**Document excerpt:**
Re: [PATCH v3 bpf-next 06/11] bpf: add batch ops to all htab bpf map

[Date Prev][Date Next][Thread Prev][Thread Next][Date Index][Thread Index]

 



On Tue, Jan 7, 2020 at 12:18 PM Yonghong Song <yhs@xxxxxx> wrote:
>
>
>
> On 1/6/20 11:02 PM, Brian Vazquez wrote:
> > On Fri, Dec 13, 2019 at 12:58 PM Yonghong Song <yhs@xxxxxx> wrote:
> >>
> >>
> >>
> >> On 12/11/19 2:33 PM, Brian Vazquez wrote:
> >>> From: Yonghong Song <yhs@xxxxxx>
> >>>
> >>> htab can't use generic batch support due some problematic behaviours
> >>> inherent to the data structre, i.e. while iterating the bpf map  a
> >>> concurrent program might delete the next entry that batch was about to
> >>> use, in that case there's no easy solution to retrieve the next entry,
> >>> the issue has been discussed multiple times (see [1] and [2]).
> >>>
> >>> The only way hmap can be traversed without the problem previously
> >>> exposed is by making sure that the map is traversing entire buckets.
> >>> This commit implements those strict requirements for hmap, the
> >>> implementation follows the same interaction that generic support with
> >>> some exceptions:
> >>>
> >>>    - If keys/values buffer are not big enough to traverse a bucket,
> >>>      ENOSPC will be returned.
> >>>    - out_batch contains the value of the next bucket in the iteration, not
> >>>      the next key, but this is transparent for the user since the user
> >>>      should never use out_batch for other than bpf batch syscalls.
> >>>
> >>> Note that only lookup and lookup_and_delete batch ops require the hmap
> >>> specific implementation, update/delete batch ops can be the generic
> >>> ones.

**Job 1:** Write out every line of the records again, requests included, and offset each coordinate in the answers by adding 68 to it.
The patch thread and the records are unrelated to each other.

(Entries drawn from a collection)
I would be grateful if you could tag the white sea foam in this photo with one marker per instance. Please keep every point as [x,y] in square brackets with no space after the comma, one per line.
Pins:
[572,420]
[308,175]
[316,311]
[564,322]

**Job 2:** Duplicate the whole patch thread word for word.

**Expected output 1:**
I would be grateful if you could tag the white sea foam in this photo with one marker per instance. Please keep every point as [x,y] in square brackets with no space after the comma, one per line.
Pins:
[640,488]
[376,243]
[384,379]
[632,390]

**Expected output 2:**
Re: [PATCH v3 bpf-next 06/11] bpf: add batch ops to all htab bpf map

[Date Prev][Date Next][Thread Prev][Thread Next][Date Index][Thread Index]

 



On Tue, Jan 7, 2020 at 12:18 PM Yonghong Song <yhs@xxxxxx> wrote:
>
>
>
> On 1/6/20 11:02 PM, Brian Vazquez wrote:
> > On Fri, Dec 13, 2019 at 12:58 PM Yonghong Song <yhs@xxxxxx> wrote:
> >>
> >>
> >>
> >> On 12/11/19 2:33 PM, Brian Vazquez wrote:
> >>> From: Yonghong Song <yhs@xxxxxx>
> >>>
> >>> htab can't use generic batch support due some problematic behaviours
> >>> inherent to the data structre, i.e. while iterating the bpf map  a
> >>> concurrent program might delete the next entry that batch was about to
> >>> use, in that case there's no easy solution to retrieve the next entry,
> >>> the issue has been discussed multiple times (see [1] and [2]).
> >>>
> >>> The only way hmap can be traversed without the problem previously
> >>> exposed is by making sure that the map is traversing entire buckets.
> >>> This commit implements those strict requirements for hmap, the
> >>> implementation follows the same interaction that generic support with
> >>> some exceptions:
> >>>
> >>>    - If keys/values buffer are not big enough to traverse a bucket,
> >>>      ENOSPC will be returned.
> >>>    - out_batch contains the value of the next bucket in the iteration, not
> >>>      the next key, but this is transparent for the user since the user
> >>>      should never use out_batch for other than bpf batch syscalls.
> >>>
> >>> Note that only lookup and lookup_and_delete batch ops require the hmap
> >>> specific implementation, update/delete batch ops can be the generic
> >>> ones.